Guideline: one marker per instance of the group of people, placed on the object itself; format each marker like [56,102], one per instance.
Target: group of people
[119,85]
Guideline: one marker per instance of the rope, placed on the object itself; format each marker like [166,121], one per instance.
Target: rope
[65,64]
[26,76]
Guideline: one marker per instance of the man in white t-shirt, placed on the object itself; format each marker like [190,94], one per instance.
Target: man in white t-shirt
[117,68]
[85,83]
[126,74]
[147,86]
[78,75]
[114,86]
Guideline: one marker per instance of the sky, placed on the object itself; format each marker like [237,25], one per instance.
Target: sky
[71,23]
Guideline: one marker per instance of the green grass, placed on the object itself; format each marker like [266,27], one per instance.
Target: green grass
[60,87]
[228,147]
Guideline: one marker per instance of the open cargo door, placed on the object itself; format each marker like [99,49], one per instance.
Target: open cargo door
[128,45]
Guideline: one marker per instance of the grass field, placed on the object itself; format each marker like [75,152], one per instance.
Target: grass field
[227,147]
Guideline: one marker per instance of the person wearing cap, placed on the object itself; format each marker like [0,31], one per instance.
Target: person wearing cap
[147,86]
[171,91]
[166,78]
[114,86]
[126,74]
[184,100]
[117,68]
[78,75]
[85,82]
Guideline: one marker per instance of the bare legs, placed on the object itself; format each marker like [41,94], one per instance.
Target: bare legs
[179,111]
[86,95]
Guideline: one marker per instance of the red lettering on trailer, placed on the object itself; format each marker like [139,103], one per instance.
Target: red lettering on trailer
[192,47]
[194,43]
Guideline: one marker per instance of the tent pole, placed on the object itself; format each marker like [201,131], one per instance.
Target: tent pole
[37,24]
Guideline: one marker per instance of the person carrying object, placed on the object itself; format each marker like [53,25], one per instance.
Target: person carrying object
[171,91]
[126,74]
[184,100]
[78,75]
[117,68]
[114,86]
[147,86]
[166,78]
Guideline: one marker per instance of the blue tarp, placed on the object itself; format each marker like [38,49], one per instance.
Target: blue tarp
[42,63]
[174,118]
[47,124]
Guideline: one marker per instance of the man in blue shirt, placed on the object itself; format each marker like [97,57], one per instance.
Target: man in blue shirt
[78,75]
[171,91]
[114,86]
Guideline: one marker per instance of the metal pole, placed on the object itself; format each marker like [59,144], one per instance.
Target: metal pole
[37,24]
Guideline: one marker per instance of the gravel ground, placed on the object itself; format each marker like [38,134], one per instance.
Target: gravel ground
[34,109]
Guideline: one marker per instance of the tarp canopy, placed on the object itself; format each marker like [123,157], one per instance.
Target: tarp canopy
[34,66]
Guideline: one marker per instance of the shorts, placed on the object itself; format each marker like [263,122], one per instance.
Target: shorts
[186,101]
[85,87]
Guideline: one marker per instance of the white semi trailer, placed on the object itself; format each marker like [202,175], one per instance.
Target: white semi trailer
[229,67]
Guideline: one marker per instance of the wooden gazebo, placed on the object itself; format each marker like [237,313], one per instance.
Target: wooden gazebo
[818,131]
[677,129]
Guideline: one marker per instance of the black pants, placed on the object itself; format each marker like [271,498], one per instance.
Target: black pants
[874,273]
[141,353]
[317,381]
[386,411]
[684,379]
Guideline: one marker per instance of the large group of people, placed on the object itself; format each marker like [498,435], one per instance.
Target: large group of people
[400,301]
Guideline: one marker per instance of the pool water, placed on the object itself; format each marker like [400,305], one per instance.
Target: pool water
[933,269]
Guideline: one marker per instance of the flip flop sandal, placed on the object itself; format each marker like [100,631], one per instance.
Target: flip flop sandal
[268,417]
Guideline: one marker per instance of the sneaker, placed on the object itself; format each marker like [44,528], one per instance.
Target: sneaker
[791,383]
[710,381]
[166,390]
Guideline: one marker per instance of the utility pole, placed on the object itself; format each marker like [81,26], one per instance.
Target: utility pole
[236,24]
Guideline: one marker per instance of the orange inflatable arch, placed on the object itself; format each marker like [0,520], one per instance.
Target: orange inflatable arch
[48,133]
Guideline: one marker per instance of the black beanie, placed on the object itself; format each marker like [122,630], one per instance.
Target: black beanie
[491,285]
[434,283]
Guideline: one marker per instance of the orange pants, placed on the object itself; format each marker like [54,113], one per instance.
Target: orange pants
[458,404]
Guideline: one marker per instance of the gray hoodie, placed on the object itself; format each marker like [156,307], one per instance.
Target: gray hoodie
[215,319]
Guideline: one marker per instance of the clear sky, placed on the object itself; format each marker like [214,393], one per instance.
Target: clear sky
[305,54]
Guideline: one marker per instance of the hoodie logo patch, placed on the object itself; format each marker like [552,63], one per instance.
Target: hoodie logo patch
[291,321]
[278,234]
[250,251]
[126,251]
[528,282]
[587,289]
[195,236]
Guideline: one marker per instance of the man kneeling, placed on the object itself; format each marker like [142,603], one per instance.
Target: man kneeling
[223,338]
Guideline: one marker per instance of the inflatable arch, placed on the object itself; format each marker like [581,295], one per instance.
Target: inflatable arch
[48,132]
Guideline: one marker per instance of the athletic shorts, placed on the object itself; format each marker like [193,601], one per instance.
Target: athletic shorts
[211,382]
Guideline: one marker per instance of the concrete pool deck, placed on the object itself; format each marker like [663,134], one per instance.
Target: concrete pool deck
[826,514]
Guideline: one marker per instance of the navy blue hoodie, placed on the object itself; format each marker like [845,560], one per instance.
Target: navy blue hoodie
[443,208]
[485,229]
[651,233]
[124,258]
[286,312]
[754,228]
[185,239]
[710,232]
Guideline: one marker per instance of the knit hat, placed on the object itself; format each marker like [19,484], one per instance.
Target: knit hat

+ + +

** THE EXERCISE **
Return the entries in full, keeping every line exactly as it is.

** RESULT FOR THIS TASK **
Guideline: one marker per instance of the group of people, placed on the object itself; format each marker like [56,102], one per instance.
Target: group of people
[119,85]
Guideline: one marker per instance of the rope, placed on the object itself; format each marker like [166,121], one per instance.
Target: rope
[65,64]
[26,76]
Guideline: one marker per instance of the man in white t-shirt, placed on the object itself; format each marker like [190,94], one per instance.
Target: man in white t-shirt
[117,68]
[85,83]
[126,74]
[147,86]
[78,75]
[114,86]
Guideline: one marker per instance of the sky, placed on the object itself; format each marker like [237,25], one per instance.
Target: sky
[71,23]
Guideline: one marker per instance of the green grass, placed on the object itself; format each marker like [266,27], one per instance.
Target: green grass
[60,87]
[228,147]
Guideline: one marker per instance of the open cargo door, placed on the object itself; format each marker like [99,49], one per instance.
Target: open cargo door
[128,45]
Guideline: one marker per instance of the grass field, placed on the object itself; format each marker like [75,152], one per instance.
Target: grass field
[227,147]
Guideline: one marker per instance of the person wearing cap, placed on the object itself; format each marker like [0,31], one per instance.
Target: person wearing cap
[147,86]
[171,91]
[166,78]
[114,86]
[126,74]
[184,100]
[117,68]
[78,75]
[85,82]
Guideline: one marker per instance of the bare legs, placed on the object itself; format each marker like [41,94], one per instance.
Target: bare legs
[179,111]
[86,95]
Guideline: one marker per instance of the red lettering on trailer, placed on the object itself; format each marker like [139,103], one per instance.
Target: red lettering on trailer
[192,47]
[194,43]
Guideline: one marker per instance of the tent pole, placed on the object itself; format each marker like [201,131], one per instance.
Target: tent pole
[37,24]
Guideline: one marker per instance of the person carrying object, placed on the object itself; format each marker like [53,25], one per instance.
Target: person carrying object
[171,91]
[126,74]
[184,100]
[78,75]
[117,68]
[114,86]
[147,86]
[166,78]
Guideline: one marker per instance of the blue tarp, placed on the object itself; format each marker like [38,49], one per instance.
Target: blue tarp
[42,63]
[174,118]
[47,124]
Guideline: one marker per instance of the man in blue shirt, placed on the object itself; format each marker like [97,57], one per instance.
Target: man in blue shirt
[78,75]
[171,91]
[114,86]
Guideline: one marker per instance of the metal pole, placed on the object itself; format each marker like [59,144], one per instance.
Target: metal pole
[37,24]
Guideline: one marker per instance of the gravel ground, placed on the object itself; format each marker like [38,134], one per instance.
Target: gravel ground
[34,109]
Guideline: one marker per instance of the tarp canopy, placed on the object itself; format each marker like [123,157], one per instance.
Target: tarp canopy
[34,66]
Guideline: one marker per instance of the shorts, placed on the object itself; format each marker like [263,122], one per instance.
Target: shorts
[186,101]
[85,87]
Guideline: one marker per instance of the white semi trailer, placed on the object itself; format each marker like [202,175], one per instance.
Target: white semi trailer
[229,67]
Guideline: one marker per instance of the wooden gazebo, placed on the object itself; format each marker like [237,313], one per instance.
Target: wooden gazebo
[818,131]
[677,129]
Guideline: one marker per instance of the black pants, placed on the object itself; format each marker like [271,498], one per instance.
Target: black pants
[874,273]
[141,353]
[317,381]
[386,411]
[684,379]
Guideline: one marker per instance of the large group of people, placed on the object itself; format each marker like [498,435], one per instance.
Target: large group of people
[400,301]
Guideline: one marker per instance of the pool water, placed on the object itself; format each marker like [400,305], one per instance.
Target: pool water
[933,269]
Guideline: one marker per instance of the flip flop sandal, placed on the object itself; format each marker like [100,631], one per instance.
Target: flip flop sandal
[268,417]
Guideline: one marker per instance of the sneaker, placed on the object itself; format each marker like [44,528], one per instance.
Target: sneaker
[791,383]
[710,381]
[166,390]
Guideline: one marker per instance of the utility pole, placed on the object itself; format each marker like [81,26], one per instance.
Target: utility pole
[236,24]
Guideline: one marker per instance of the orange inflatable arch, placed on the object itself; format each marker like [0,520], one per instance.
Target: orange inflatable arch
[48,133]
Guideline: one marker per instance of the black beanie, placed on the object itself; format each marker like [122,630], one per instance.
Target: black beanie
[491,285]
[434,283]
Guideline: one marker per instance of the orange pants, placed on the object itself; format each marker like [54,113], one per instance.
Target: orange pants
[458,404]
Guideline: one marker per instance of the gray hoodie, placed on the object itself; format each marker like [156,307], one per instance.
Target: gray hoodie
[215,319]
Guideline: one marker per instance of the clear sky, placed on the object itself; format each marker like [214,393], one per instance.
Target: clear sky
[305,54]
Guideline: one marker per instance of the hoodie logo patch, placed on the object itself; format each marker like [552,63], one per instance.
Target: hoodie logo patch
[291,321]
[278,234]
[250,251]
[126,251]
[528,282]
[587,289]
[195,236]
Guideline: one marker per instance of the man kneeling, placed on the object itself; format each marker like [142,603], one per instance.
Target: man kneeling
[223,338]
Guideline: one marker per instance of the inflatable arch, placed on the object itself; format each marker like [581,295], one per instance.
Target: inflatable arch
[48,132]
Guideline: one marker per instance of the athletic shorts, placed on the object itself; format each marker like [193,601], one per instance.
Target: athletic shorts
[211,382]
Guideline: one marker per instance of the concrete pool deck, placed on the object itself; format each marker like [663,134], one per instance.
Target: concrete pool deck
[826,514]
Guideline: one marker per instance of the navy blue hoodie, placed on the object itself; format each marker like [845,560], one per instance.
Target: navy blue hoodie
[443,208]
[485,229]
[651,233]
[124,258]
[286,312]
[754,228]
[185,239]
[710,232]
Guideline: one marker per instance of the knit hat, placed on the object itself; format each marker like [19,484], one per instance.
Target: knit hat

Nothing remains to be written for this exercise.